» What you should do: Starting with the line that contains "Exercise. Put one point on each instance of the table", reproduce each line through the end of the listing below, with no other output.
--- begin ---
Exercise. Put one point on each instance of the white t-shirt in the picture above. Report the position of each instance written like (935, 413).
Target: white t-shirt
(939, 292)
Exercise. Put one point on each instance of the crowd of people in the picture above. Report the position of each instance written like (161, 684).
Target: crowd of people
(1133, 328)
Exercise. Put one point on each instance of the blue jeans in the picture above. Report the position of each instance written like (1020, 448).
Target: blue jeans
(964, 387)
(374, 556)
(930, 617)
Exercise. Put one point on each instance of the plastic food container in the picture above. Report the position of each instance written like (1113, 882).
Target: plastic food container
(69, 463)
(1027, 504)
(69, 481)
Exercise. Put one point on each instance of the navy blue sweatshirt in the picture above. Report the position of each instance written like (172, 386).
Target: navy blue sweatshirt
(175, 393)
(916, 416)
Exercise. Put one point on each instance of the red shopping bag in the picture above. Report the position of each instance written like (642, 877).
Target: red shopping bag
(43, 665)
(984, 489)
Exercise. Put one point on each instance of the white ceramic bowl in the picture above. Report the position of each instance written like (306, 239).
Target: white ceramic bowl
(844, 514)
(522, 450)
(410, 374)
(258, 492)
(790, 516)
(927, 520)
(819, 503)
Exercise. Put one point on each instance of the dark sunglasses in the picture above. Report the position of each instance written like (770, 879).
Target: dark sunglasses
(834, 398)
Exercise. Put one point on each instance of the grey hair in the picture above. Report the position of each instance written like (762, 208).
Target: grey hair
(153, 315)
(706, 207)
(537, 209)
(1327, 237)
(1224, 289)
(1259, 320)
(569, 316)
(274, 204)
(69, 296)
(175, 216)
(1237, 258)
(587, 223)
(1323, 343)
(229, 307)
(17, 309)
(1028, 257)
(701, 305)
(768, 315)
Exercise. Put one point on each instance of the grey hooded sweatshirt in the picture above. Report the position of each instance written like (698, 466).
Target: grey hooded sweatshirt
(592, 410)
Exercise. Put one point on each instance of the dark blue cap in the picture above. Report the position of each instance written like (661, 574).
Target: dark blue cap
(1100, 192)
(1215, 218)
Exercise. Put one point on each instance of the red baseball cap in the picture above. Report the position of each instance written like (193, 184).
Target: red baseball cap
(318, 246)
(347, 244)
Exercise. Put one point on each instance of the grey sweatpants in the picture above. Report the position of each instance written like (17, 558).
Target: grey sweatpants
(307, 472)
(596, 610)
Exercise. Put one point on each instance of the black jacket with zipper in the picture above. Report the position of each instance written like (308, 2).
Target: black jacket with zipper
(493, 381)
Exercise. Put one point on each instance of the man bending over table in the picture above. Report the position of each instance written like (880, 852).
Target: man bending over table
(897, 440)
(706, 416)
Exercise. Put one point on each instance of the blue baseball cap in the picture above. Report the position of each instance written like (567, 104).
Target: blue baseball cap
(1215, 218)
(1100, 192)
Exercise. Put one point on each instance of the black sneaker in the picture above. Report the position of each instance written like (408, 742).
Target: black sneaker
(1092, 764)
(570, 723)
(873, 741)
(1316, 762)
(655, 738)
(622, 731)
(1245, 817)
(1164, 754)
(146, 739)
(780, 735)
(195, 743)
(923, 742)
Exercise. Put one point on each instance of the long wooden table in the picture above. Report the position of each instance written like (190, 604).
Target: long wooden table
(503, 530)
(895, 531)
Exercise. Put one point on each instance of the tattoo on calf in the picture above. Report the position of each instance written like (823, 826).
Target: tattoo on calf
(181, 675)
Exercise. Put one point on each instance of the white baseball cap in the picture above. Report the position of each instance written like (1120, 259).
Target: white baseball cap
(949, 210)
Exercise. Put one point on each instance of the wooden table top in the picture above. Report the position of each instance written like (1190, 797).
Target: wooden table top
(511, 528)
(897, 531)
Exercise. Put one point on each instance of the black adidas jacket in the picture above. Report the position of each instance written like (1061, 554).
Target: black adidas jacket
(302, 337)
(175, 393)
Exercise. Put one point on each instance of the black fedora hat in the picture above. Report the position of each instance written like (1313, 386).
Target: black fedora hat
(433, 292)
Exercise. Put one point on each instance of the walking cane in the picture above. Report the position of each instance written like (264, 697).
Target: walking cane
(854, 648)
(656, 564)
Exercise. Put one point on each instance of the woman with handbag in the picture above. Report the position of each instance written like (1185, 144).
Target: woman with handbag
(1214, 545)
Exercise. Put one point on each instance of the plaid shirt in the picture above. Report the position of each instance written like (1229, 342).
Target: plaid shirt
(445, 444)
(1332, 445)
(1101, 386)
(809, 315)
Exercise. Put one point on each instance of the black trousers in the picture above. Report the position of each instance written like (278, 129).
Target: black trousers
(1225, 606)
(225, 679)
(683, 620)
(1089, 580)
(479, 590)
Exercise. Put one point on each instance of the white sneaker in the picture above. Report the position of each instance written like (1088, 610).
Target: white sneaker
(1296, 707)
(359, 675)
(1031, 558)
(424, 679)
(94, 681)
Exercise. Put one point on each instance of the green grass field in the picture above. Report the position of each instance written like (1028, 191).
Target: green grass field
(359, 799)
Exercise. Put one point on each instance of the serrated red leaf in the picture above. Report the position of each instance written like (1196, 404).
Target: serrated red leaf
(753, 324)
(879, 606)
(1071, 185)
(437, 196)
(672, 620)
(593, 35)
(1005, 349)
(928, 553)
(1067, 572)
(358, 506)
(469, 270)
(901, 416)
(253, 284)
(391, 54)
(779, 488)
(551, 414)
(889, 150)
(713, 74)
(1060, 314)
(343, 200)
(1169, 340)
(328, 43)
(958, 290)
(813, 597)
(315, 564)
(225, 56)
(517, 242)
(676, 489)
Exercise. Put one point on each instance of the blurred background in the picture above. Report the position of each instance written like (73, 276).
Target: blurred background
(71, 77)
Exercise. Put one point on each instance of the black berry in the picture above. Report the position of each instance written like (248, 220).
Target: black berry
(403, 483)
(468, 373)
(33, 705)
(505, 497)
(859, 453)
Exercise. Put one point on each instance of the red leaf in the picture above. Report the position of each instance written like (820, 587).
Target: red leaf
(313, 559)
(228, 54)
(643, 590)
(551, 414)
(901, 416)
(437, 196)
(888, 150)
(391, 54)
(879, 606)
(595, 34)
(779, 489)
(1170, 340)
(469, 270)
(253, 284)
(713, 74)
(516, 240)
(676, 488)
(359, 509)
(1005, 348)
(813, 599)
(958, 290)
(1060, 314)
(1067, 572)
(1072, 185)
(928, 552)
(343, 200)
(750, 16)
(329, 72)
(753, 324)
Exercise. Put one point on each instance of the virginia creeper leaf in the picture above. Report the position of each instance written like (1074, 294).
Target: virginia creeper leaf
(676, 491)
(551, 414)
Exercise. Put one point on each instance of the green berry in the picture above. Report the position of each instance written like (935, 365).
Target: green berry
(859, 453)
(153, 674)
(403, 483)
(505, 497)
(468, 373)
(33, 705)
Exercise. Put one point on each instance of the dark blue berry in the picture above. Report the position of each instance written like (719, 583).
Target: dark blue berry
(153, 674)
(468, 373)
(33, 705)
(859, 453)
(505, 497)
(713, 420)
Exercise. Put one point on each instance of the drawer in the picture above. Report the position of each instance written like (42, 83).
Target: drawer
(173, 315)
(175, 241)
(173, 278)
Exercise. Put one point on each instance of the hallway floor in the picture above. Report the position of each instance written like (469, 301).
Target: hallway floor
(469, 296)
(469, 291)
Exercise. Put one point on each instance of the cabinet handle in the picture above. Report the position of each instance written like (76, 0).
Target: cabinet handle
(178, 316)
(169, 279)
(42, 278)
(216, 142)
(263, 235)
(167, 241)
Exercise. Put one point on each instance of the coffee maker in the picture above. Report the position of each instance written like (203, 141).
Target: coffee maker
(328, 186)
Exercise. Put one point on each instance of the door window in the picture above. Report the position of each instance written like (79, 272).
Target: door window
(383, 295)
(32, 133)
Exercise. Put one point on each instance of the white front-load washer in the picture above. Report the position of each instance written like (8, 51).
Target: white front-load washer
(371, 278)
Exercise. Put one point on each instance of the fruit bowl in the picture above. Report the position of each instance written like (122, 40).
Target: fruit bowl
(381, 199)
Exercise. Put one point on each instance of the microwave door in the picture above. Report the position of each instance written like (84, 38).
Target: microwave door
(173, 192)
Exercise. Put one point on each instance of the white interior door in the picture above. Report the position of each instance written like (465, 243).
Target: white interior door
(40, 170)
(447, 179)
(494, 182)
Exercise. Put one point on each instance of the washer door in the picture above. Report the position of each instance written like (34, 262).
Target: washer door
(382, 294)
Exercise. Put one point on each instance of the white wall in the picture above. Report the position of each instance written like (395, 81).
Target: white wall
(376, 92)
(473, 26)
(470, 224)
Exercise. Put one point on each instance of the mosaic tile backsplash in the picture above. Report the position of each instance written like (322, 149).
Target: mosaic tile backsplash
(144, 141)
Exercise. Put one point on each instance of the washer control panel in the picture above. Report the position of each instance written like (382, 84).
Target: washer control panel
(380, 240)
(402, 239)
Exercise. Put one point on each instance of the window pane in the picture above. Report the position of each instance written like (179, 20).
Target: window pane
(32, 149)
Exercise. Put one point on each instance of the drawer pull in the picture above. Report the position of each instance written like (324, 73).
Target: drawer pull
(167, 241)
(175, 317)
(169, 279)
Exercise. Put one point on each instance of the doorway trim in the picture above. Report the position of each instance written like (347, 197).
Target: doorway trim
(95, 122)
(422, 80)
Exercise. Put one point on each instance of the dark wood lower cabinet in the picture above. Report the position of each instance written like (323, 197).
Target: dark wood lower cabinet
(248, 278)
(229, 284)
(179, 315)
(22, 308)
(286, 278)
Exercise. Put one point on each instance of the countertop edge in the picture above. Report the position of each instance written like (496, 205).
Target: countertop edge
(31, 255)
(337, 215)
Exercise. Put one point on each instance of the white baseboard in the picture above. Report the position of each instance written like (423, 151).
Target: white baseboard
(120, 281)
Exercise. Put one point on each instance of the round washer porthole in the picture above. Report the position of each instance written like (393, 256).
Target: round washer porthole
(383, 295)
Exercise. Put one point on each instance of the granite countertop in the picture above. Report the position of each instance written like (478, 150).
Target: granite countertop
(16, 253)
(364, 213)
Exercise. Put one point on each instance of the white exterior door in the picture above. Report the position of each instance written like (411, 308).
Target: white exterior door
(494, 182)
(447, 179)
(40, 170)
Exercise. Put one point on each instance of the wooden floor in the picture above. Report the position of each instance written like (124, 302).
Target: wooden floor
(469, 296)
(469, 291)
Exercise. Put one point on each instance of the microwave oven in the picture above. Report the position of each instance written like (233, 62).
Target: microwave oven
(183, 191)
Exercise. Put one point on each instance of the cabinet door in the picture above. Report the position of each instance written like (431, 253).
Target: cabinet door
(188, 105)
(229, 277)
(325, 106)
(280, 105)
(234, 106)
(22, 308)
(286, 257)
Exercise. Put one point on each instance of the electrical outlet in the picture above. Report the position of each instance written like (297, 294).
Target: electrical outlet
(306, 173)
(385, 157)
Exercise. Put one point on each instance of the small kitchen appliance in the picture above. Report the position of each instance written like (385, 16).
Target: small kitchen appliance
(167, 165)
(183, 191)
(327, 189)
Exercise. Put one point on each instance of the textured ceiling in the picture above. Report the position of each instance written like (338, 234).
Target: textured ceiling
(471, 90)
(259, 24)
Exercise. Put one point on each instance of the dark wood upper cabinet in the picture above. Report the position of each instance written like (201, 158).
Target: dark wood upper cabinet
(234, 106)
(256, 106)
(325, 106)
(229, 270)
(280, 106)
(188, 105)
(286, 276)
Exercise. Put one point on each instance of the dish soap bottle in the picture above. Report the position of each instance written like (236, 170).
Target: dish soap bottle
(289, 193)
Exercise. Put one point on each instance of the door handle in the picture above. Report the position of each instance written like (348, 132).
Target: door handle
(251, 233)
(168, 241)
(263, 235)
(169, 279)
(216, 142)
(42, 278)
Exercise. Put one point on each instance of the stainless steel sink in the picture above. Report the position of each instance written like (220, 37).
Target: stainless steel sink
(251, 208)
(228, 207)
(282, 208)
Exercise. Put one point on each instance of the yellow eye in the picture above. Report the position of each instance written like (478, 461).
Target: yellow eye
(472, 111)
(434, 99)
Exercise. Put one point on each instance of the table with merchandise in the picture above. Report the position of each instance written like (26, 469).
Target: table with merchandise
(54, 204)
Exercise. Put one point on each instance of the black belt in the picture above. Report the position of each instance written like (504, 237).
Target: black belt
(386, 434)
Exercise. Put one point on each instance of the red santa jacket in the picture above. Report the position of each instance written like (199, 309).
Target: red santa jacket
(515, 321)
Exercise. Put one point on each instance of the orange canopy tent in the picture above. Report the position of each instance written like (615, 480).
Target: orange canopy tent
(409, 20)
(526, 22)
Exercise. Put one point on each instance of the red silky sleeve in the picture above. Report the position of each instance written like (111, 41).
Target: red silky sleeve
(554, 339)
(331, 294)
--- end ---
» Exercise answer:
Exercise. Put one point on each instance of the table with merchandise in the picture above. Report the position of each instance written like (26, 469).
Target: table with merchandise
(54, 204)
Exercise. Put one point on each instance of the black belt in the picture above. Report the position of each instance written like (504, 237).
Target: black belt
(386, 434)
Exercise. Put one point on each instance of the red santa jacket in the picture above. Report the position of each instance written like (199, 309).
Target: red santa jacket
(515, 321)
Exercise. Put one point on each instance of the orange canopy tent in the picture above. Report the position of each instance written like (615, 480).
Target: orange canopy tent
(409, 20)
(526, 22)
Exercise. Put one point on each instance of the red silky sleeve in the picture above. Report the position of each instance written like (111, 41).
Target: red silky sleeve
(554, 339)
(331, 294)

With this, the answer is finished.